• [AIM]: Identify every line in the entries below that contains the string "find", and copy each such line.

• [SUPPLIED ENTRIES]:
┌──
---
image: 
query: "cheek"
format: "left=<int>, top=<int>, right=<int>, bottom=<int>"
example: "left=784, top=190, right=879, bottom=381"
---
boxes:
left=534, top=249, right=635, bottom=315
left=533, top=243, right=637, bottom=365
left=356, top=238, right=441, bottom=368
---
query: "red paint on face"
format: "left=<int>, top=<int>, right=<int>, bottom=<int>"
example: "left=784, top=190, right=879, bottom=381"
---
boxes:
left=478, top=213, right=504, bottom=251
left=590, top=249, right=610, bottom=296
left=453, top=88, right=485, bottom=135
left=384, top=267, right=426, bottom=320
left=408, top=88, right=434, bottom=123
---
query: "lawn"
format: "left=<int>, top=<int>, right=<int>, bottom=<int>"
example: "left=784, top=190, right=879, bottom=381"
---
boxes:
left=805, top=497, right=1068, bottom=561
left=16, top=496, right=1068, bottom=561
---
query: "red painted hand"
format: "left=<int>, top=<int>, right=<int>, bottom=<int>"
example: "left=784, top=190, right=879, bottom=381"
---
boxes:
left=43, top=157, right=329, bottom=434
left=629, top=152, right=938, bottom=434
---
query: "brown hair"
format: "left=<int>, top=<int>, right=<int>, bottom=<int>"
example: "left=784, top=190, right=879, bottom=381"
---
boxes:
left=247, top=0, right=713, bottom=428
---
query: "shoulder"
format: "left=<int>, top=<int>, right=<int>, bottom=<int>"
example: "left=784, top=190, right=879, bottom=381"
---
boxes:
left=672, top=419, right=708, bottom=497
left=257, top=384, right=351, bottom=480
└──
┌──
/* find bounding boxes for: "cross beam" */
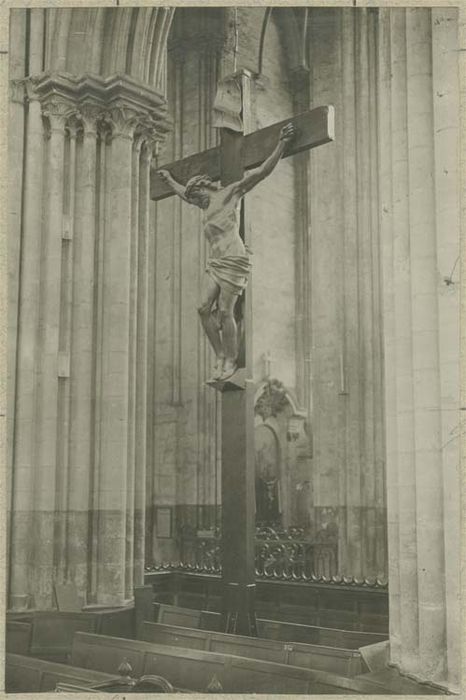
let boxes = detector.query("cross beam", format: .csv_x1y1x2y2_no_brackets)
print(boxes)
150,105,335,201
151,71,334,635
└──
┌──
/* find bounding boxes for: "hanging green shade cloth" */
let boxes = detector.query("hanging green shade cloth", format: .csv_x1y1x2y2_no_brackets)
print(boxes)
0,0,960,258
└──
• [THE RESULT]:
/* find bounding boxes for: "cross beam" */
/* find bounding boxes for: "hanging green shade cloth" */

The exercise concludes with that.